PROVIDED PASSAGE:
(begin)

With these characteristics, each agent can learn how to move appropriately so as to reliably hit the ball over the net before it hits their side of the table, all while not hitting the ball too far and having it go out of bounds. Thus, the agent must learn how to adapt from the observation space of the ball and its current location to know how to move towards the ball at the right moment to hit it back to the other agent. Scoring how well the agents are achieving this is done by taking the maximum accumulated reward by either agent in an episode, and that defines the episode score. The goal of the agents is to achieve a 100-episode average score of +0.5.

A quick example demonstration of the game being played prior to training is shown below, where one agent is controlling the blue racket and the other agent is controlling the red racket:

untrained-maddpg

Contrast this to agents that are now knowledgeable about how to play and can keep the ball in play much better:

trained-maddpg

Again, reaching this point means that the agents have achieved the goal of a 100-episode average score of +0.5.

Setup and Running

Setup

Just as in outlined in the DRLND repository, the following steps can be used to setup the environment:

  1. Setup an anaconda environment (optional):
conda create --name drlnd python=3.6

and then activate this environment using:

conda activate drlnd

in MacOS and Linux or

activate drlnd

in Windows.

  1. As in the DRLND repository, install dependencies using:
git clone https://github.com/udacity/deep-reinforcement-learning.git
cd deep-reinforcement-learning/python
pip install .
  1. Setup the Unity environment

This environment is specifically provided by Udacity to contain the learning environment.

Environments can be downloaded from here:

  • Linux: here
  • Mac OSX: here
  • Windows (32-bit): here
  • Windows (64-bit): here
  • Linux (no visualization): here

With the Unity environment acquired, the directory structure for this project should then be:

configs/...
docs/...

(end)

GOAL:
Copy out the tennis-agent write-up above in full, word for word and line for line.

RAW RECORDS:
(begin)

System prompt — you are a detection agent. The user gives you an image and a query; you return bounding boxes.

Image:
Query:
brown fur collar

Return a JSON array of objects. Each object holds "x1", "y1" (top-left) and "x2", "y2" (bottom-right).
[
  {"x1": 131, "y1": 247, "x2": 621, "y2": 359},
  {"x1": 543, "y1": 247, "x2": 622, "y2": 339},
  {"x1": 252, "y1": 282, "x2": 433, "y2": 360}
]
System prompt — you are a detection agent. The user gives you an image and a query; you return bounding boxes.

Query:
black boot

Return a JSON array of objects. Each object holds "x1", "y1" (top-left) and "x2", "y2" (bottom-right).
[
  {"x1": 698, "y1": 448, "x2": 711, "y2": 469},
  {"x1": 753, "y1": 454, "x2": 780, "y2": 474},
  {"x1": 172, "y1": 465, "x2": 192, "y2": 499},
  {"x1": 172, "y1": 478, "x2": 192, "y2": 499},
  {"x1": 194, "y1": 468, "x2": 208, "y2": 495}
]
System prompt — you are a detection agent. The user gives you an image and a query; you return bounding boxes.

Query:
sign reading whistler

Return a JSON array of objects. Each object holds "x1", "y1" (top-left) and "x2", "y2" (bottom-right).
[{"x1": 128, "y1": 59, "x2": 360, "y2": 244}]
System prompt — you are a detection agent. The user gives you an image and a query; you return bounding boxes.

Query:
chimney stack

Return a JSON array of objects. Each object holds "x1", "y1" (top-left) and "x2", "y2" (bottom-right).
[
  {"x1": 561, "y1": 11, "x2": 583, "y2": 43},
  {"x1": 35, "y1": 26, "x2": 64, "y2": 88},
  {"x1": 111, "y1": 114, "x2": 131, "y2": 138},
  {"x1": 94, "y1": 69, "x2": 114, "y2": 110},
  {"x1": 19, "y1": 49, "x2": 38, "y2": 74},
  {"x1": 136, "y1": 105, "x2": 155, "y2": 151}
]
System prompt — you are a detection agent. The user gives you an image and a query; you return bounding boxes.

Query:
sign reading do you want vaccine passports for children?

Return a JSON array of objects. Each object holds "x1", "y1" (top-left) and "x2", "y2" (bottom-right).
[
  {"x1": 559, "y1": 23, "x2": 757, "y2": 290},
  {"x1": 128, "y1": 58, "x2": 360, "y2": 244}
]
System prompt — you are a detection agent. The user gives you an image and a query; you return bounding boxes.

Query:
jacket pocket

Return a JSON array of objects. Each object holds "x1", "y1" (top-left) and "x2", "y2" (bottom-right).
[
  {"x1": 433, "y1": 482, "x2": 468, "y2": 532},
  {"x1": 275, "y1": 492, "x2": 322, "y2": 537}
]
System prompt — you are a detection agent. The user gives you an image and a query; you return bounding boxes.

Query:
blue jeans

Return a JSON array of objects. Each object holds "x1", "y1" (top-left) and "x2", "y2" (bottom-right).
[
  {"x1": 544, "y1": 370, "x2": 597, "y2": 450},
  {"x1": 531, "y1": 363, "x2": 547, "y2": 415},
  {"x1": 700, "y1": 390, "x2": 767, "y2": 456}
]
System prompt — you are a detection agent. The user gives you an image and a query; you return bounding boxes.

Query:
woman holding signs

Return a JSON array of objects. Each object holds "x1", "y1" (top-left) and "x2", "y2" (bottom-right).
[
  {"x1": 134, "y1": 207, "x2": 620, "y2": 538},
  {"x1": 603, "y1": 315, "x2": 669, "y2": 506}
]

(end)

TASK RESULT:
With these characteristics, each agent can learn how to move appropriately so as to reliably hit the ball over the net before it hits their side of the table, all while not hitting the ball too far and having it go out of bounds. Thus, the agent must learn how to adapt from the observation space of the ball and its current location to know how to move towards the ball at the right moment to hit it back to the other agent. Scoring how well the agents are achieving this is done by taking the maximum accumulated reward by either agent in an episode, and that defines the episode score. The goal of the agents is to achieve a 100-episode average score of +0.5.

A quick example demonstration of the game being played prior to training is shown below, where one agent is controlling the blue racket and the other agent is controlling the red racket:

untrained-maddpg

Contrast this to agents that are now knowledgeable about how to play and can keep the ball in play much better:

trained-maddpg

Again, reaching this point means that the agents have achieved the goal of a 100-episode average score of +0.5.

Setup and Running

Setup

Just as in outlined in the DRLND repository, the following steps can be used to setup the environment:

  1. Setup an anaconda environment (optional):
conda create --name drlnd python=3.6

and then activate this environment using:

conda activate drlnd

in MacOS and Linux or

activate drlnd

in Windows.

  1. As in the DRLND repository, install dependencies using:
git clone https://github.com/udacity/deep-reinforcement-learning.git
cd deep-reinforcement-learning/python
pip install .
  1. Setup the Unity environment

This environment is specifically provided by Udacity to contain the learning environment.

Environments can be downloaded from here:

  • Linux: here
  • Mac OSX: here
  • Windows (32-bit): here
  • Windows (64-bit): here
  • Linux (no visualization): here

With the Unity environment acquired, the directory structure for this project should then be:

configs/...
docs/...